━━━━━ FRAGMENTO DE TEXTO
Cuando llamaba al portón de su casa en el callejón de las Flores de Coyoacán, siempre acudía él mismo a abrirme, con paso menudo y casi aéreo, la cabeza en sesgo y ya encorvado, el pico de la nariz apuntando al suelo como un pájaro en busca de migas. Y en aquella sala de su casa mexicana, vidrio y piedra, venía a sentarse Lya con figura de ballerina en reposo, más blanca aún bajo el turbante, daguerrotipos vivos los dos de un tiempo extrañamente ya tan antiguo, y que había sido tan moderno.

Aquel anciano amigo, juvenil en sus gestos, siempre agudo e irónico, y tan metido siempre en lo actual como en una camisa que crecía con él, había participado en la construcción de esa modernidad del siglo cuyos reflejos aún podían verse en las pinturas y en las fotografías suyas que lo rodeaban. Era su vida la que historiaba esas paredes. Junto a Picasso en Niza, por ejemplo, sentados bajo un parasol, en traje de baño, los codos hundidos en la arena, como dos veraneantes comunes. El retrato que le había hecho Orozco. Un dibujo del mismo Picasso.

La suya fue una presencia múltiple en la cocina de la modernidad, del surrealismo de Breton al cubismo de Picasso, de Rivera a Orozco en el muralismo mexicano, de la revolución guatemalteca a la revolución cubana, del Bogotazo a sus exilios, siempre de cabeza en el debate sobre el papel del arte en la vida, militante de toda causa libre, el antihéroe convertido en el héroe de su propia novela. El río, novelas de caballería, un río que como el de Heráclito nunca cesa de fluir, y sin embargo, es siempre distinto. Un río de la pasión, que corre reflejado en un espejo de múltiples reflejos.

Imaginativo, y estricto en su memoria. Regresando una vez de California le hablé de mi visita de todo un día al Museo de San Diego donde tantas maravillas desconocidas había encontrado, e iba a decirle, pero me lo dijo él, que allí estaba El bodegón de Fray Juan Sánchez Cotán, el mismo que vio Jorge Guillén y dejó en su poema exacto «Naturaleza siempre viva», un membrillo y un repollo que cuelgan de hilos, como péndulos, y un melón y un pepino en el alféizar de la ventana, nada más simple y nada más avant-garde que aquel cuadro de finales del siglo XVI; y por esa fidelidad, no es gratuito que tan bien recuerde en El río... que el caballo de Zapata en el mural del Palacio de Cortés de Cuernavaca, pintado por Diego Rivera, es el mismo caballo blanco en un muro de la Biblioteca Piccolomini de Siena, pintado por Pintoricchio en el Renacimiento ya lejano.
━━━━━━━━━━
━━━━━ DATOS PROPORCIONADOS
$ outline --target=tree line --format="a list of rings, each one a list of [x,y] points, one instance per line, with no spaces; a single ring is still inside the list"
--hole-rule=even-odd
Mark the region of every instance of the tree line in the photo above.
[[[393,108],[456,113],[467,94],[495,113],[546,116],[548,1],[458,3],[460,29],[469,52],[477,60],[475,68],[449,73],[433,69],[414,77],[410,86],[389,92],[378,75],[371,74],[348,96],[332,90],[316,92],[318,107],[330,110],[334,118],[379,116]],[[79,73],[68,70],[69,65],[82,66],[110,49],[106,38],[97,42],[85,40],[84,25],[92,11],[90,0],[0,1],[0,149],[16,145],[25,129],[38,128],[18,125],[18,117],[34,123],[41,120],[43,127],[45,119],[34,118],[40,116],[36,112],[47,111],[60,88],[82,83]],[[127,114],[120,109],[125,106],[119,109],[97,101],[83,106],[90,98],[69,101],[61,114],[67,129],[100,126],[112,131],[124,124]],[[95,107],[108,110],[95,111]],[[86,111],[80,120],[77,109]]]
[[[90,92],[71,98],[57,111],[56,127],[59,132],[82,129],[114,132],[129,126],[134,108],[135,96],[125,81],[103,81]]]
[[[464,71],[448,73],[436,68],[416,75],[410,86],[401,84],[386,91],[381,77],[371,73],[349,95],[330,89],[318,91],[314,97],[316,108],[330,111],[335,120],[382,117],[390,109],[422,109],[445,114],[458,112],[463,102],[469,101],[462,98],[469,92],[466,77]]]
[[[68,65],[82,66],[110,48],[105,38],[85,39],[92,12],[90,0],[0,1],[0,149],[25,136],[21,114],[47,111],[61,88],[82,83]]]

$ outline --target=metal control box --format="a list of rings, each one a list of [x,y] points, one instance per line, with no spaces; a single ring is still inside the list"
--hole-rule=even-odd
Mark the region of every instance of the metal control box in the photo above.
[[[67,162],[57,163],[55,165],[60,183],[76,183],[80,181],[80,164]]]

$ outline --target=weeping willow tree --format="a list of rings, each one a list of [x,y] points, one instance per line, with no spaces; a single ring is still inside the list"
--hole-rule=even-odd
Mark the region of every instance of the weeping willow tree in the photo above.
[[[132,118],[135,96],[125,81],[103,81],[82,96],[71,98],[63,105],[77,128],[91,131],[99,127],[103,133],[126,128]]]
━━━━━━━━━━
=== INSTRUCCIONES DE TAREAS ===
A. Enumera las corrientes artísticas terminadas en «-ismo» que menciona el fragmento sobre el amigo de Coyoacán.
B. Reproduce del fragmento sobre el amigo de Coyoacán el pasaje comprendido entre «Cuando llamaba al» y «sido tan moderno.», ambos incluidos.
C. Prosigue el fragmento sobre el amigo de Coyoacán a partir de su última oración.
Las líneas constituyen un material independiente del fragmento.

=== RESULTADOS DE TAREAS ===
A. surrealismo, cubismo, muralismo mexicano

B.
Cuando llamaba al portón de su casa en el callejón de las Flores de Coyoacán, siempre acudía él mismo a abrirme, con paso menudo y casi aéreo, la cabeza en sesgo y ya encorvado, el pico de la nariz apuntando al suelo como un pájaro en busca de migas. Y en aquella sala de su casa mexicana, vidrio y piedra, venía a sentarse Lya con figura de ballerina en reposo, más blanca aún bajo el turbante, daguerrotipos vivos los dos de un tiempo extrañamente ya tan antiguo, y que había sido tan moderno.

C.
Quizás ningún otro centroamericano estuvo tan presente en el debate que construyó la modernidad del siglo XX. Ni Miguel Ángel Asturias. A finales de los sesenta, en las tertulias de la Hacienda las Brisas, a orillas del río Medio Queso, con José Coronel Urtecho y Carlos Martínez Rivas, solíamos hacer, en un ejercicio lúdico, como lo cuento en Estás en Nicaragua, listas de centroamericanos partiendo de un concepto, elaborado entre risas, de lo centroamericano como contrario de lo universal, y bajo esa guillotina iban pasando muchas cabezas. Muy pocos eran los que se salvaban de ascender las gradas de aquel patíbulo erigido con humor, pero también con rigor. A veces se salvaba Asturias. Siempre, en cada revisión, Luis. Él representaba, sin concesiones, la ruptura de todo el espeso muro provinciano que nos rodeó siempre y que ha disminuido hasta hoy muy pocos centímetros de su espesor.

El Río, novelas de caballería es un libro múltiple, y es también la segunda parte de Guatemala, las líneas de su mano, si sabemos ver ambos como piezas de la autobiografía que Luis estuvo escribiendo siempre en su memoria, y de la que también formó parte Miguel Ángel Asturias, casi novela, publicado poco antes de su muerte. Fui testigo de los escrúpulos que lo asaltaban en el curso de la escritura de este libro suyo final. Asturias había aceptado el puesto de embajador en Francia del gobierno de Méndez Montenegro, que en nada se diferenciaba de los demás gobiernos en la Guatemala negra de los suplicios y los horrores cotidianos. Era un personaje suyo entrañable, de su vida y de su tiempo, y no podía quedarse sin juzgarlo. Y tampoco deja de advertirse la pena con que recuerda en El Río... que Asturias una vez dirigió un noticiero de radio proclive al dictador Ubico. La Centroamérica tropical que abraza siempre con sus tentáculos sofocantes.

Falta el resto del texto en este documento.